> _本文セクション_
══════════

以下、前記金属顔料の原体および金属顔料を構成する各層の構成成分、層の形成方法および剥離・粉砕処理方法等について説明する。
前記第1形態の金属化顔料は、酸化ケイ素層/金属層/酸化ケイ素層が順次積層された構造を有する。顔料層の全体の厚さは、100〜500nmの範囲が好ましい。100nm未満では、機械的強度が不足することがあり、500nmを超えると強度が高くなりすぎるため粉砕・分散等の処理が困難になる場合がある。
前記酸化ケイ素層は、酸化ケイ素を含有する層であれば特に限定されるものではない。酸化ケイ素層は、たとえば、ゾル−ゲル法によってシリコンアルコキシドまたはその重合体から形成されることができる。
前記酸化ケイ素層の形成方法としては、たとえば、上記シリコンアルコキシドまたはその重合体を溶解したアルコール溶液を、対象となる面に塗布し、加熱焼成することにより形成することができる。このような酸化ケイ素層の原料の具体例としては、たとえば、型番「HAS−6」として、コルコート株式会社から入手可能な物質を挙げることができる。この場合、酸化ケイ素層の原料溶液の塗布は、一般的に用いられるグラビア塗布、ロール塗布、ブレード塗布、エクストルージョン塗布、ディップ塗布、スピンコート等の方法により行うことができる。また、塗布・乾燥後、必要であれば、カレンダー処理により、表面の平滑化を行うことができる。
前記酸化ケイ素層の厚さは、特に限定されないが、50〜150nmの範囲が好ましい。
前記第2形態の金属化顔料は、樹脂層/金属層/樹脂層が順次積層された構造を有する。金属層については、第1形態の金属顔料の原体の場合と同様であるため、説明を省略する。

══════════

> _提供エントリ_
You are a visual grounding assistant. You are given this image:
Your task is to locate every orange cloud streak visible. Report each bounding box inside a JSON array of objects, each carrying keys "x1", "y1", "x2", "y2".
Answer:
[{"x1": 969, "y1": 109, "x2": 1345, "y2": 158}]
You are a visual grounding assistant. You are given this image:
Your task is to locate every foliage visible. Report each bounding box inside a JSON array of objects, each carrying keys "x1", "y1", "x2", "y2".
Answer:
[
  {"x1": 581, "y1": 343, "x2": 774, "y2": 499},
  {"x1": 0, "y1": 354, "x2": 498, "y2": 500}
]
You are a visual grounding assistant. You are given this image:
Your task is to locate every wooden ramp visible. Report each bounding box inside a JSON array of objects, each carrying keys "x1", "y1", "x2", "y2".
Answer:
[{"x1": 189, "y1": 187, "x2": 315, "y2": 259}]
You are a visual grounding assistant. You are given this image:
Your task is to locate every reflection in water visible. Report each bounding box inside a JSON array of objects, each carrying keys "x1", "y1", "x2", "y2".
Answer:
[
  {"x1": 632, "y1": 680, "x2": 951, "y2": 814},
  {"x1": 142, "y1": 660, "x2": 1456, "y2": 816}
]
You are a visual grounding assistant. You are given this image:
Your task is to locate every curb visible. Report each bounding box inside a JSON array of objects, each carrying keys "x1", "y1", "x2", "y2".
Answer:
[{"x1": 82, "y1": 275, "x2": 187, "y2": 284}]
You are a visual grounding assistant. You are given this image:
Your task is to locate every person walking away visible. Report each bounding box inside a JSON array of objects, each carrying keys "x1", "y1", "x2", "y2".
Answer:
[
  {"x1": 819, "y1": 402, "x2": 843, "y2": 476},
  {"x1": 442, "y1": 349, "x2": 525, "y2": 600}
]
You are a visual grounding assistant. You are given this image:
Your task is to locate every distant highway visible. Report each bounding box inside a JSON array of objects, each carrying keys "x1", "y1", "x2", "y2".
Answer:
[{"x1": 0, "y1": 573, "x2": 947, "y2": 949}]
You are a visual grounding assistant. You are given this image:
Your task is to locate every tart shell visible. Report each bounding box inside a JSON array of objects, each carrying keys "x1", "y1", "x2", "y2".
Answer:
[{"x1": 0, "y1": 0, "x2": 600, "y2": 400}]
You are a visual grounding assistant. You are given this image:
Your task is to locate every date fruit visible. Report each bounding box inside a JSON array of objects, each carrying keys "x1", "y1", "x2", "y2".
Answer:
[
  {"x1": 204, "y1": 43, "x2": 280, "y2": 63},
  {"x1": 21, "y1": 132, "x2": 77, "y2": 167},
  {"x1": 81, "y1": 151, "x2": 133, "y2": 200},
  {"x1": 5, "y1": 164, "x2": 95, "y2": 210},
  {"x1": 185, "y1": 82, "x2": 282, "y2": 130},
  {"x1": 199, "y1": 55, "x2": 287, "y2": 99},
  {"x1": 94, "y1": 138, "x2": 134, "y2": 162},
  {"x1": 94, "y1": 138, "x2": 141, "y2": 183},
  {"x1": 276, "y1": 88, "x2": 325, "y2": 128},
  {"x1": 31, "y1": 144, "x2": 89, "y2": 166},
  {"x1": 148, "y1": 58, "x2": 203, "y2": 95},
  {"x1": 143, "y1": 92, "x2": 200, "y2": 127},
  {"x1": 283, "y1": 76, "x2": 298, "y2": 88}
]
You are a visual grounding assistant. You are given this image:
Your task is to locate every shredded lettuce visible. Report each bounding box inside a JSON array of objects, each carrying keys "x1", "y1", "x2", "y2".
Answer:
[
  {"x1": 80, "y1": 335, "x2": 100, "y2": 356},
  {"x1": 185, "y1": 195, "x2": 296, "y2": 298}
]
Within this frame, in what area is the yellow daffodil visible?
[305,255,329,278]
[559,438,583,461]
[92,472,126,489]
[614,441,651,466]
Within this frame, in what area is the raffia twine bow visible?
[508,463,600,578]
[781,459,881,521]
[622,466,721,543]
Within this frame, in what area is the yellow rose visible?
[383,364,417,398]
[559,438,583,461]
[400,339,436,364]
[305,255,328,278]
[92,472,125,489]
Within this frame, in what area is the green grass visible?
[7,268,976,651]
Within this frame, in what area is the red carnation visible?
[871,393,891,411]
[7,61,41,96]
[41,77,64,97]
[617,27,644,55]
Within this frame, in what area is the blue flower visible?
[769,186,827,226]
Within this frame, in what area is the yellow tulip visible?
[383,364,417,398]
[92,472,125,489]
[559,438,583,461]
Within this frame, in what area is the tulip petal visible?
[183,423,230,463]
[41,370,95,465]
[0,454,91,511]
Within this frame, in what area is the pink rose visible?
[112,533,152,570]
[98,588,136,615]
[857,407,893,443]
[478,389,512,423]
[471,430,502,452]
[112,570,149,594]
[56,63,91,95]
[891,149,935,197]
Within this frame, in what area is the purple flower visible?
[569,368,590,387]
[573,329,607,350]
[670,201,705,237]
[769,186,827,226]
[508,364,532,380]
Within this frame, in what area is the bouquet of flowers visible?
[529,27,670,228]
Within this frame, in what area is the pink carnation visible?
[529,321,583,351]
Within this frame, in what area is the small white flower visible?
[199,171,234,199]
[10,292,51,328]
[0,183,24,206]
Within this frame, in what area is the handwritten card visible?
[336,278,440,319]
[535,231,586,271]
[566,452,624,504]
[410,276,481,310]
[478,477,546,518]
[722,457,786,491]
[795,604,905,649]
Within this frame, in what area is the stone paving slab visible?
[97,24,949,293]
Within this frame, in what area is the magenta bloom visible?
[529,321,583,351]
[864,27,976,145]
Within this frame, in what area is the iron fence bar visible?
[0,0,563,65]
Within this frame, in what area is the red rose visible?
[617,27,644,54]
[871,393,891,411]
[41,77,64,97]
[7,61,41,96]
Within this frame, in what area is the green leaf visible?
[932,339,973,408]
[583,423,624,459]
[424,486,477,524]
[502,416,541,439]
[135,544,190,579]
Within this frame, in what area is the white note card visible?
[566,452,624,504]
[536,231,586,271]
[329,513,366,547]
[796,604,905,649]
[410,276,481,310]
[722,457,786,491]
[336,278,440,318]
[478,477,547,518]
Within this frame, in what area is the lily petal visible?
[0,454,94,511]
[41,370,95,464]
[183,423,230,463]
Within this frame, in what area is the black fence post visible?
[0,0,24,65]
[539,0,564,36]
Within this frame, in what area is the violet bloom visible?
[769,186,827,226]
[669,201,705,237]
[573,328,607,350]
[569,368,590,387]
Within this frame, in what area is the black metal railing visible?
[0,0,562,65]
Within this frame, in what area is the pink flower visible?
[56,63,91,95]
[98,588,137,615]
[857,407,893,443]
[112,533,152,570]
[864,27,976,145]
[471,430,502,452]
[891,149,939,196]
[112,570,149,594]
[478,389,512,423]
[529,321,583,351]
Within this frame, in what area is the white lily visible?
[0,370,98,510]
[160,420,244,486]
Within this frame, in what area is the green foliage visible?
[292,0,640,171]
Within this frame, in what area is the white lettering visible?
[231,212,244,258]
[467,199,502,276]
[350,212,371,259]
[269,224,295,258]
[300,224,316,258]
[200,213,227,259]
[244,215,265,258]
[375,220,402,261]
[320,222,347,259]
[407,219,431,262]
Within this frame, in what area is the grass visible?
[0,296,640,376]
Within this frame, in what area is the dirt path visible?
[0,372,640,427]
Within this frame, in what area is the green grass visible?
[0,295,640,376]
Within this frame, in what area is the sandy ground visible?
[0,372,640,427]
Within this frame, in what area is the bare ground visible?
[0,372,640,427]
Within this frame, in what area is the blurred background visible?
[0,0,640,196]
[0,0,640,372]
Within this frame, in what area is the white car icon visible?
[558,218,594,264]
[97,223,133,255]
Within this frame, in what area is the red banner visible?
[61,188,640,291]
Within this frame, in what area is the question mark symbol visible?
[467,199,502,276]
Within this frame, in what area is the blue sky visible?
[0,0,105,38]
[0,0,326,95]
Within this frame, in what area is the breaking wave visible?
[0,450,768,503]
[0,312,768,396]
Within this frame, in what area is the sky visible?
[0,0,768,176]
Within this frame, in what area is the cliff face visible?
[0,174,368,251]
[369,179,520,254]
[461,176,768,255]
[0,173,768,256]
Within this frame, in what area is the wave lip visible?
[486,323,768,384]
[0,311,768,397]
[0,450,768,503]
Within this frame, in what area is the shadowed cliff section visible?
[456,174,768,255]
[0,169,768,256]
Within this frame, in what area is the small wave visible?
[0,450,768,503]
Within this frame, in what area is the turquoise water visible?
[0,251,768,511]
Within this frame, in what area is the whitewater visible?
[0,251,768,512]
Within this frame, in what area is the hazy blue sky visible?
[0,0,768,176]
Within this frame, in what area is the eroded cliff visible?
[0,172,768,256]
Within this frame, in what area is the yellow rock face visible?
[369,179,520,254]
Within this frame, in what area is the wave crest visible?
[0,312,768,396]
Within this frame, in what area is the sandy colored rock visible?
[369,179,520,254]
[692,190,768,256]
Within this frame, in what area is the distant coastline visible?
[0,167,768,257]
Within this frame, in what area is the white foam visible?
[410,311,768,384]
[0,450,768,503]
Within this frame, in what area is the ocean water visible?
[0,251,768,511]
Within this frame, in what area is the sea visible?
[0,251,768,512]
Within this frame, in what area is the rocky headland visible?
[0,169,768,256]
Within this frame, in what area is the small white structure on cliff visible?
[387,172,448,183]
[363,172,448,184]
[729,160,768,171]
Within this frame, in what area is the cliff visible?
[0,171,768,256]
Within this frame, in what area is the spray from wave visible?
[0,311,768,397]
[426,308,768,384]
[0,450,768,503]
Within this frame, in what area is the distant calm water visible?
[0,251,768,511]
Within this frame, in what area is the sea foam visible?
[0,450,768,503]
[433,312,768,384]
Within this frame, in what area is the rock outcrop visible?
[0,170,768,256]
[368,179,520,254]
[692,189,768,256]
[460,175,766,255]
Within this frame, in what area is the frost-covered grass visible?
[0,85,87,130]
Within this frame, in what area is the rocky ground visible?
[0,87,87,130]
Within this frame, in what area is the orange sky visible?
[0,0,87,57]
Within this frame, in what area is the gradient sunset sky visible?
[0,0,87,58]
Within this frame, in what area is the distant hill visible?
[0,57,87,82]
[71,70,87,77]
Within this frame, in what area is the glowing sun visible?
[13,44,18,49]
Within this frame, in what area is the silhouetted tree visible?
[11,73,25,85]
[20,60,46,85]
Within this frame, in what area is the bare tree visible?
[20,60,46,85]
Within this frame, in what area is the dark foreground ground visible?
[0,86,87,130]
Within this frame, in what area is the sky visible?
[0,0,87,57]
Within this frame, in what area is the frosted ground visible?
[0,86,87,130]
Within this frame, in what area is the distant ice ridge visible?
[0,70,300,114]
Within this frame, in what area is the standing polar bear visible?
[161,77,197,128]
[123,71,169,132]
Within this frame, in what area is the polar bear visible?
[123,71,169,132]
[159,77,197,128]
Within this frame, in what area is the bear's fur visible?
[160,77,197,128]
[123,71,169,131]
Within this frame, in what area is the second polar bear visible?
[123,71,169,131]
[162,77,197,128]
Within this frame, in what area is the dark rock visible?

══════════

本文によると、酸化ケイ素層の厚さとして好ましいとされる範囲は何nmですか。 ここに示したエントリは参照しなくて構いません。

50〜150nmの範囲です。